**SUPPLIED RECORDS**.
>>>>
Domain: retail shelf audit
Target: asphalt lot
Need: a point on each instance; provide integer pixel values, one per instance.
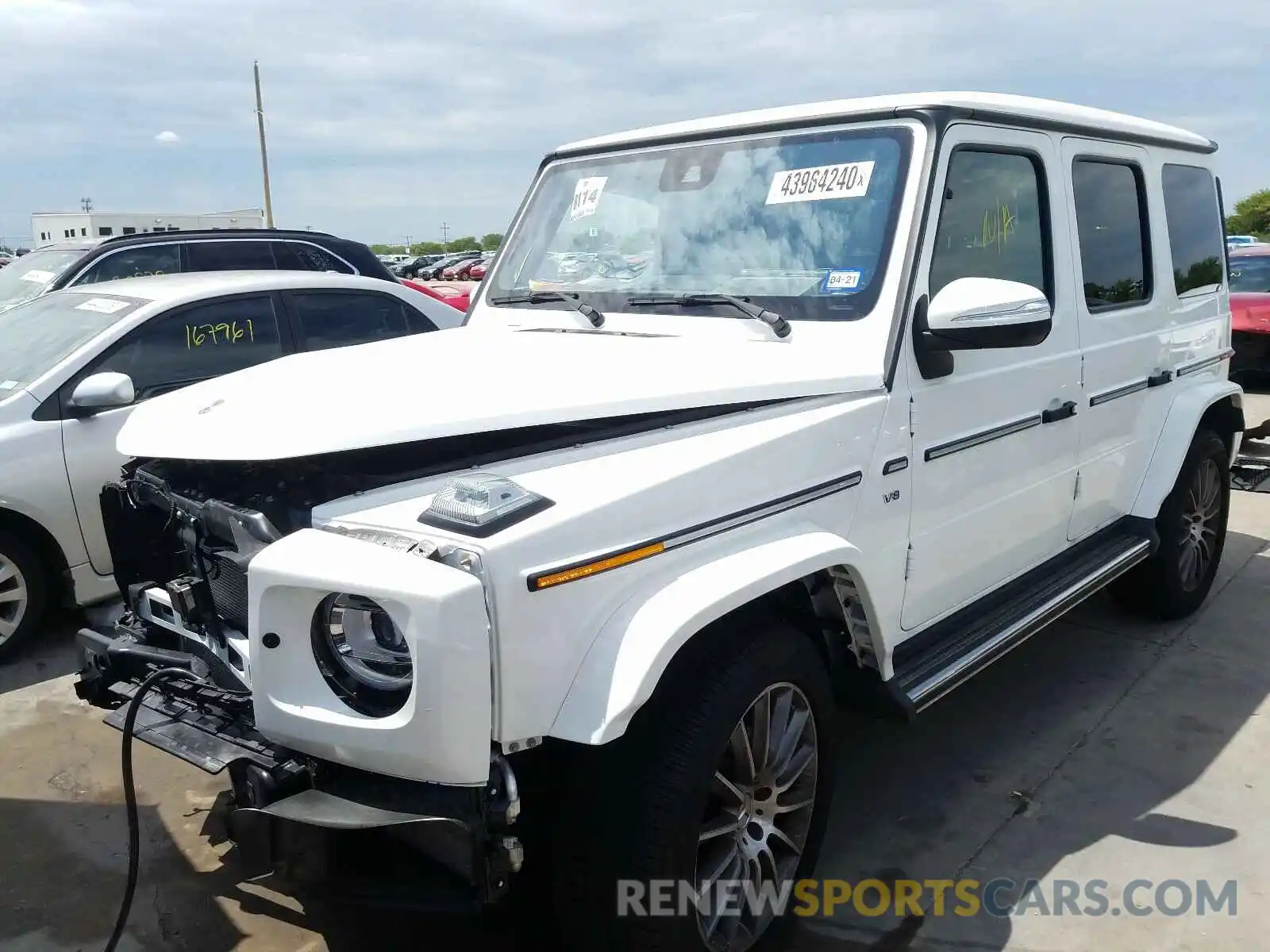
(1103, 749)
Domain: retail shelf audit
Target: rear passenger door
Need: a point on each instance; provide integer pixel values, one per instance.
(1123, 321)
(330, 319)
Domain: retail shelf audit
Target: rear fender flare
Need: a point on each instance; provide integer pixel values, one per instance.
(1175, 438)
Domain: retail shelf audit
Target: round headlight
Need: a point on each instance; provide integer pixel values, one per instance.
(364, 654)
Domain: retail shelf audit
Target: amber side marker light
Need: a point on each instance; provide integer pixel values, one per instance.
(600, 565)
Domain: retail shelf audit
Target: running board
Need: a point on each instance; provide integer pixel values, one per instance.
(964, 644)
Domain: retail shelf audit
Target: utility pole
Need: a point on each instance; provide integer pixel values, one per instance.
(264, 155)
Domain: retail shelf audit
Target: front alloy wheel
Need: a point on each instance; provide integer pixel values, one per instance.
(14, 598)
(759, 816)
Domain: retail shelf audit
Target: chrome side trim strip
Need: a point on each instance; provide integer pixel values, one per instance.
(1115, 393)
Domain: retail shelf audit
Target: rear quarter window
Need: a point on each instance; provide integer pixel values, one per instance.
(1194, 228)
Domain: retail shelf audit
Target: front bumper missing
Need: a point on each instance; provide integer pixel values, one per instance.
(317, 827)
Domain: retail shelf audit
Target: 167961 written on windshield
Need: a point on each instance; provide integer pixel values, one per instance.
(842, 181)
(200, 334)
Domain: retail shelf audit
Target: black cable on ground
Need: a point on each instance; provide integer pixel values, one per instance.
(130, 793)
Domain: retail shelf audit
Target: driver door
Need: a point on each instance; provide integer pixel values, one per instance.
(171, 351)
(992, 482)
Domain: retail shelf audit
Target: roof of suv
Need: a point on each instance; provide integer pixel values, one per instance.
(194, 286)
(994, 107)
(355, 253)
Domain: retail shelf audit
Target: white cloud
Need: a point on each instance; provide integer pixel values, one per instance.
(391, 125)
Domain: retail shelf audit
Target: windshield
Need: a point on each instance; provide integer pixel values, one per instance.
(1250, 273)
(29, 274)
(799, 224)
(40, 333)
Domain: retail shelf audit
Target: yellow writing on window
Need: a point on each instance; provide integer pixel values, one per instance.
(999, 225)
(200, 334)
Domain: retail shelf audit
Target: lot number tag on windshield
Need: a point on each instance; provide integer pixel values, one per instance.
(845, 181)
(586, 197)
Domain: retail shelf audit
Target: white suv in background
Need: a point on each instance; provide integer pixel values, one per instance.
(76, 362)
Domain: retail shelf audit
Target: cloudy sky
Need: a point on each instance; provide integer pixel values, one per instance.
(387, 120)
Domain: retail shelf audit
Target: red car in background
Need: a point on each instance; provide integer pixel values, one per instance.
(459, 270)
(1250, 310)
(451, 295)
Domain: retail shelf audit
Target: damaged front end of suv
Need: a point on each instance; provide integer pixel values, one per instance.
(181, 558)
<<<<
>>>>
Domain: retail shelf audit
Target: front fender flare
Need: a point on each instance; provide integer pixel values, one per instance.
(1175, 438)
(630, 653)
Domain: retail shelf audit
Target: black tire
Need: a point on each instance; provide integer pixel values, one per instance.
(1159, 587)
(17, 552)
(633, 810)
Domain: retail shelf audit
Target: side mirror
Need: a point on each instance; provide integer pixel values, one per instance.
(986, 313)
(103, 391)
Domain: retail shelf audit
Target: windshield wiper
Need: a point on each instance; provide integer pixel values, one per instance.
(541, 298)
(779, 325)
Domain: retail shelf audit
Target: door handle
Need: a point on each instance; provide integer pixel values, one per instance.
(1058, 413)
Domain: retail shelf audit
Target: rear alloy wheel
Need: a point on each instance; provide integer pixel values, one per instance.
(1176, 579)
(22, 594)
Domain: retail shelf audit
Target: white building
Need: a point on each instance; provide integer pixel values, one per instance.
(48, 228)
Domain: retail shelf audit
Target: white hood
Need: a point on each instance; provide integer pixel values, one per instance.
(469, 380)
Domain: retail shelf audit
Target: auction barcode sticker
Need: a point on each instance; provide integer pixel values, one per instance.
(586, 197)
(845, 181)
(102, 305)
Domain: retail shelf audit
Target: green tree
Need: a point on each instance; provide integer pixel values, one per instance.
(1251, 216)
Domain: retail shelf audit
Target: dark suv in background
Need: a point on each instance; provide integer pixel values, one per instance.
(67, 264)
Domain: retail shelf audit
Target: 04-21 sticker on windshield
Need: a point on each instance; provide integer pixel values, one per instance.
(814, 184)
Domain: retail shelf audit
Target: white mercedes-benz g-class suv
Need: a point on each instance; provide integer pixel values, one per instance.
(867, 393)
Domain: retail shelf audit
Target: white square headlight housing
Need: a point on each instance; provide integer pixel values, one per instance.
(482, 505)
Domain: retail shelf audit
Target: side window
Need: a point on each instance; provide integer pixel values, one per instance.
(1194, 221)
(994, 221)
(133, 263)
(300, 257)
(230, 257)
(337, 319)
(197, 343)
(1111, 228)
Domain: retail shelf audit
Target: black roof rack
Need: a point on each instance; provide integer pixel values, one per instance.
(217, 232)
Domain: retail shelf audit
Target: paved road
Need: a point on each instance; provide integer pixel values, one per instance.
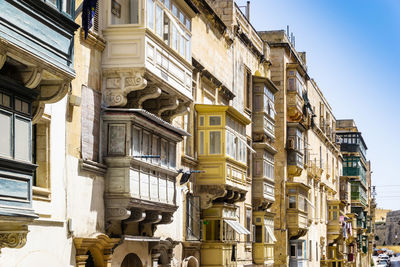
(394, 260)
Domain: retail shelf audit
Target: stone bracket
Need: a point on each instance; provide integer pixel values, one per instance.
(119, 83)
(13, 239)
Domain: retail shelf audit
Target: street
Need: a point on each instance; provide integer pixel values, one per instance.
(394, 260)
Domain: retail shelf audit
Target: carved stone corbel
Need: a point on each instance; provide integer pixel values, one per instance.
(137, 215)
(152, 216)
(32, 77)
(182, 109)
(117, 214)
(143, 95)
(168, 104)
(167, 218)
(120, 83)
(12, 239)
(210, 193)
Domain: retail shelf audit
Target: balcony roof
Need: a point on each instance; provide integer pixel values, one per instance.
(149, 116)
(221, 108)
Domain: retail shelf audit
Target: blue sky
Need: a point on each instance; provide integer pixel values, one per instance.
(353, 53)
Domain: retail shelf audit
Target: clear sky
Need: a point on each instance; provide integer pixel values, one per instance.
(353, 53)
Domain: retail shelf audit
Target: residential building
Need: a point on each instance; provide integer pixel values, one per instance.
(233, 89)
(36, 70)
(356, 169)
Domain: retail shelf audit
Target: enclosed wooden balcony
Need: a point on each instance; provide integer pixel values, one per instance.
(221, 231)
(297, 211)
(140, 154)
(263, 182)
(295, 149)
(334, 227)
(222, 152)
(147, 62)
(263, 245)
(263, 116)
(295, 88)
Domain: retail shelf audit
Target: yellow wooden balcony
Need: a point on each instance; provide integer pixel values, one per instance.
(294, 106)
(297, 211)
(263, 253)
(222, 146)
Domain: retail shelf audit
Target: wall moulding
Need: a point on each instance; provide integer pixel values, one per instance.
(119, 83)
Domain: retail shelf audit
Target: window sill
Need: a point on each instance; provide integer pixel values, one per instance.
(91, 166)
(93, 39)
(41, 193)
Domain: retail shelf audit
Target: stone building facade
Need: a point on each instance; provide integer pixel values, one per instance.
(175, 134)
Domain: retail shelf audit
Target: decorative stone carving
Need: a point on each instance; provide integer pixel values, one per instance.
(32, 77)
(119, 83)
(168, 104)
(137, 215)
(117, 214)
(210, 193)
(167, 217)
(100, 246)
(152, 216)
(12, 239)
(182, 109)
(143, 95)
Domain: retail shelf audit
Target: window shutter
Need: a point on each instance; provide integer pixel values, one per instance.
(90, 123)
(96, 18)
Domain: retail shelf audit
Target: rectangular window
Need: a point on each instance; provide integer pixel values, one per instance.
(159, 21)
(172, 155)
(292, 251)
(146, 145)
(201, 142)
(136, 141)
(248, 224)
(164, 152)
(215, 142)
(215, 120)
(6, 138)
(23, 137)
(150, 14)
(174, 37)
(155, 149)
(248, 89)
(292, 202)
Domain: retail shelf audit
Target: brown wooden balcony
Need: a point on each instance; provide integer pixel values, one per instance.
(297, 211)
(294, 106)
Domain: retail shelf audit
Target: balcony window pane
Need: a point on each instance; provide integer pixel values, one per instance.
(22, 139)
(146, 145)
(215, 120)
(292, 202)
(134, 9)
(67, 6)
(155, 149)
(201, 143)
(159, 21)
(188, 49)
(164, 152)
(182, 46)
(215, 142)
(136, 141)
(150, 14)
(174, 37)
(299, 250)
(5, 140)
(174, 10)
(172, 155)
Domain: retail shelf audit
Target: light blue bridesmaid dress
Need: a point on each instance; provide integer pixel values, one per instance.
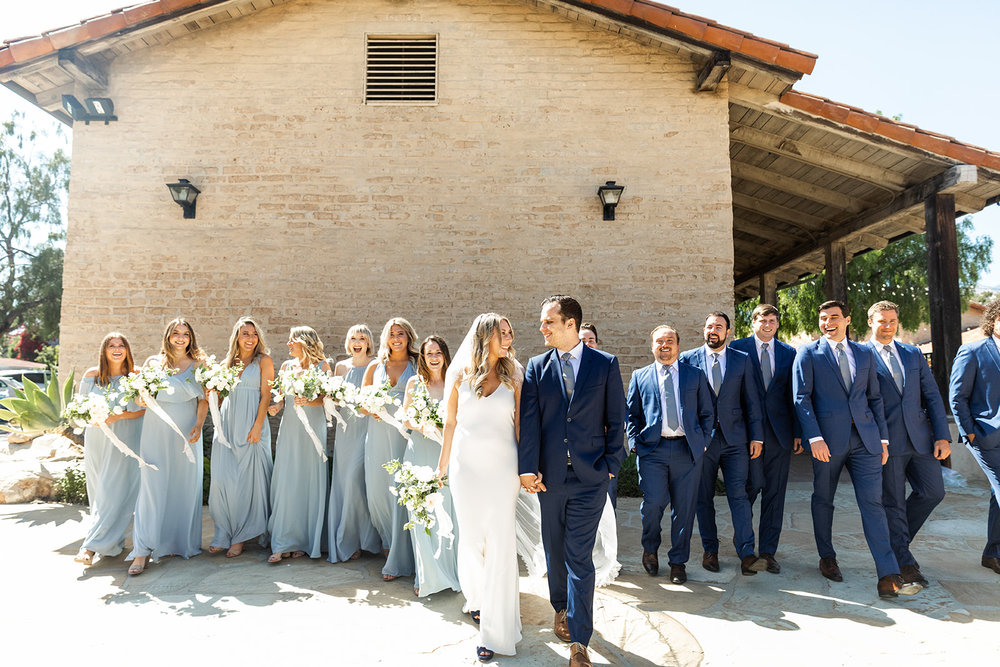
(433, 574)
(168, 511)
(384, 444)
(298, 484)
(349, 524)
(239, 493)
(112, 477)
<<<<
**DIRECTIVE**.
Please pull out every line of the records that contains the word "yellow", copying each one in full.

**PROBLEM SOLUTION**.
Target: yellow writing on window
Target: yellow wooden balcony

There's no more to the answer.